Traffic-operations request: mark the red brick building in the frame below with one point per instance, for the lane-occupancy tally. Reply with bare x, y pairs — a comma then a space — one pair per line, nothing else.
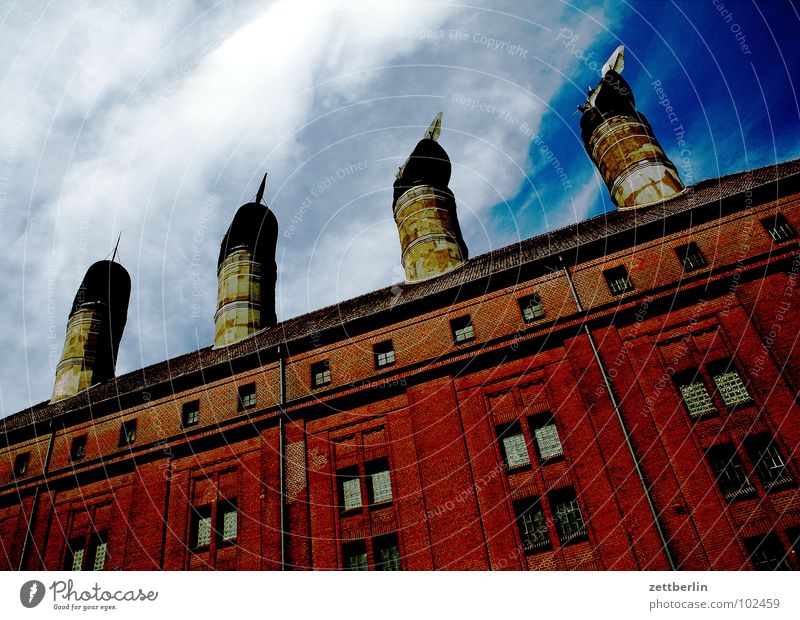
617, 394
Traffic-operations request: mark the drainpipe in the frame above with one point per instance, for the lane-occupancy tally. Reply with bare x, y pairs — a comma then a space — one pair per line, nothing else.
621, 422
281, 458
34, 509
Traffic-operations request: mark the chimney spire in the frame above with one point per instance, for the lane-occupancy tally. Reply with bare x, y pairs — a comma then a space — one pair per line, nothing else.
621, 143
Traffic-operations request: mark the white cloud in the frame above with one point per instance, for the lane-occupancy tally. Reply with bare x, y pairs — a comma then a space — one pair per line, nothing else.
159, 123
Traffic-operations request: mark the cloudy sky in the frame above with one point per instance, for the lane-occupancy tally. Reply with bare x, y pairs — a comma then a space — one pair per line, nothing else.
158, 120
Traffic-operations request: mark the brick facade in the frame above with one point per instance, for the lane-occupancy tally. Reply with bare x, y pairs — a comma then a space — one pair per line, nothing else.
453, 423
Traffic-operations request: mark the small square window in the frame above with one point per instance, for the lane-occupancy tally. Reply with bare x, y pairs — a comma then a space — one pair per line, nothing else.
354, 555
78, 449
730, 386
191, 413
73, 560
767, 552
320, 373
228, 518
531, 308
349, 490
462, 329
127, 433
545, 434
729, 472
201, 527
247, 396
690, 256
380, 482
387, 553
617, 280
768, 461
567, 515
532, 525
384, 354
696, 397
515, 450
778, 228
98, 551
21, 464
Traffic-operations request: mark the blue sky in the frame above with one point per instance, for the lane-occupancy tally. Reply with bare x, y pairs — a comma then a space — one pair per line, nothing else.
158, 120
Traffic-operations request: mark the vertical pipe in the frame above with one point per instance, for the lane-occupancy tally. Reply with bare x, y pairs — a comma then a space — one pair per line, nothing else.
34, 509
281, 462
622, 425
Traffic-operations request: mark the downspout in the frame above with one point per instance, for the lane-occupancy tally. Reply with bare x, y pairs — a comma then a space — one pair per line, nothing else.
281, 459
621, 422
34, 509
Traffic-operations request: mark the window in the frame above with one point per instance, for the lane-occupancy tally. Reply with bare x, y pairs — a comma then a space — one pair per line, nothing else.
567, 515
545, 434
694, 393
228, 519
87, 552
247, 396
380, 482
766, 552
532, 525
191, 412
531, 308
729, 384
387, 553
354, 555
320, 373
462, 329
778, 228
201, 527
729, 471
78, 449
515, 450
384, 354
127, 433
350, 490
768, 462
617, 280
21, 464
690, 256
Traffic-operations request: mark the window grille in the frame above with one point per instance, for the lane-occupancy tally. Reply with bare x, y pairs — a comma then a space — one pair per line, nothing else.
531, 308
767, 553
381, 486
463, 330
731, 388
533, 529
515, 450
548, 442
351, 489
730, 473
696, 398
768, 462
230, 523
778, 228
384, 354
568, 517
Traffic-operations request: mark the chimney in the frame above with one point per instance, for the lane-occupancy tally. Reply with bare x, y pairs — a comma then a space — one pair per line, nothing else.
247, 273
94, 329
621, 143
425, 211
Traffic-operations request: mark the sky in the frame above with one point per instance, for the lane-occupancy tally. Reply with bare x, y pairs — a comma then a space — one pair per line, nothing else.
157, 120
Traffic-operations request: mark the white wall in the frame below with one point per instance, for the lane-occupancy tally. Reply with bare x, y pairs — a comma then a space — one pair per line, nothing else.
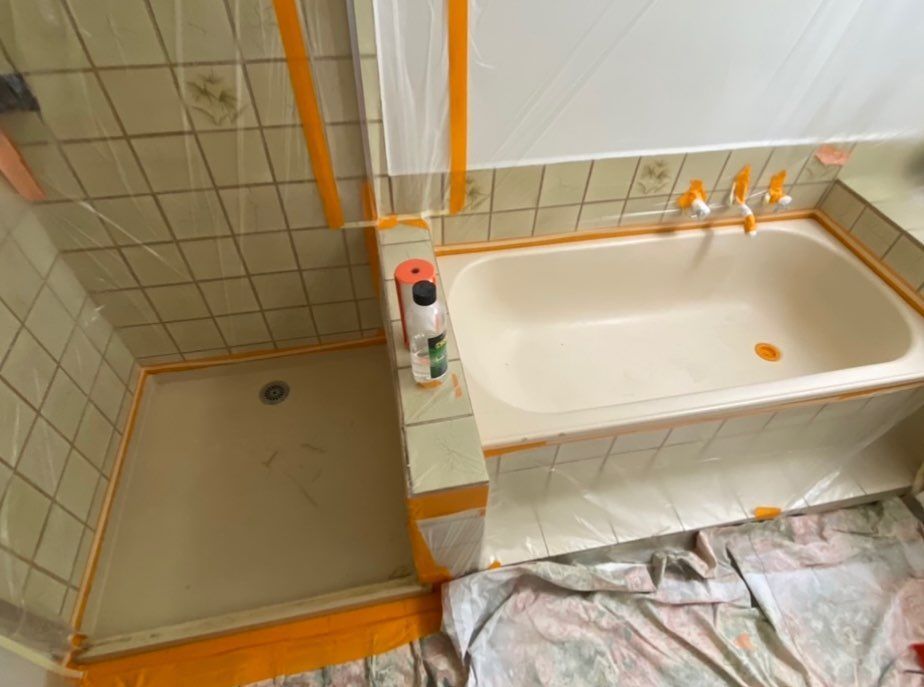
552, 80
+ + + + +
▶ **Exercise**
A verbatim copy of the records is needed, with all images omitted.

▶ **Output of the exercise**
Traffic-operations request: mark the red brick building in the frame below with one point per instance, for the lane-occupancy tally. Reply with bare x, y pairs — a comma then a space — one pair per line, nothing else.
617, 394
Traffic-operations request: mark the drainpipe in the frame above with one point per instance, for the lane-occupancy tally. Reply with bare x, y pairs — a comma then a space — one pair per line, nothing else.
621, 422
281, 458
34, 509
Traffic-operations request: mark the chimney spire in the frame above with one point per instance, for the lane-occupancy tally. Reply with bare x, y pairs — a comma then a space — one pair per line, nothing else.
621, 143
Traffic-operations request: mark the white cloud in the frame above with one point per instance, for the lane-occupancy tally. Reply with bare x, y pairs — a comma then a space — one pair per line, nothing else.
159, 123
Traffic-operations request: mark the cloudy sky in the frame above with one point per instance, for the lane-occupancy tally. Reply with bare x, y pairs — a comma then a space — one pair per line, nothing else.
158, 120
Traffic-operations request: mark the brick facade in the frame above with one point per instance, for the lane-occupancy tally. Reply with bare x, y pairs — a comma then a space — one pair per line, nothing else.
453, 423
Traffic-operations request: mark the small square window in the frame above with one point per instance, for the lane-occupancy tally. Reply with bare x, y pairs — a comma then a space — one pair per line, nothing else.
354, 555
78, 449
730, 386
191, 413
73, 560
767, 552
320, 373
228, 518
531, 308
349, 490
462, 329
127, 433
545, 434
729, 472
201, 527
247, 396
690, 256
380, 482
387, 553
617, 280
768, 461
567, 515
532, 525
384, 354
696, 397
515, 450
778, 228
98, 551
21, 464
Traffic-operations request: mark the blue sky in the frame above with one point per instance, for the lane-occupancy tally. Reply with bare x, y pairs — a comma then a space — one pair per line, nothing else.
158, 120
Traffic-operations request: mark the vertical pipe in the frame above with one point per instance, for the lane-occupancy tally. Reply with bare x, y pairs — a comma then a space — one pair per line, nothing else.
34, 509
281, 462
622, 425
Traffic-operations request: mark the downspout in the frame above with one point per instance, for the lane-occupancy tally. Reply with bare x, y pairs — a comma then a space — one pair per line, nothing else.
281, 459
621, 422
34, 509
Traffic-operations request: mark the window in the frame above with one point per instance, for the lane-occupancy tally. Reply with bare x, y pairs — a comma then a space — one pair per line, nothing else.
567, 515
545, 434
694, 393
228, 519
87, 552
247, 396
380, 482
766, 552
532, 525
191, 412
531, 308
729, 384
387, 553
354, 555
320, 373
462, 329
778, 228
201, 527
729, 471
78, 449
515, 450
384, 354
127, 433
350, 490
768, 462
617, 280
21, 464
690, 256
Traffic-operations request: mark the window grille in the frame above with one point per instance, for the lane-occupancy tally. Reply with bare x, y pairs — a comma then a space — one pair per line, nothing else.
531, 308
767, 553
381, 486
463, 330
731, 388
533, 529
515, 450
548, 442
351, 489
730, 473
696, 398
768, 462
230, 523
778, 228
384, 354
568, 517
Traffic-operations request: mark the chimney in the frame above with one point per instance, for the lane-occupancy tally. Reply with bare x, y pairs — a comma then a space — one pair per line, nothing else.
247, 273
94, 329
621, 143
425, 211
Traffic-operations request: mark the sky in the frame above with one point per instance, for the lane-occupancy tally. Reply with bare x, y pairs — a comma then a space — one pair per line, nothing else.
157, 120
Traffic-operations request: mark the white wall in the frame below with one point per instance, for the lane-occupancy tally. Reply with bare x, y pairs — a comma then a space — one pair per line, nothing else.
552, 80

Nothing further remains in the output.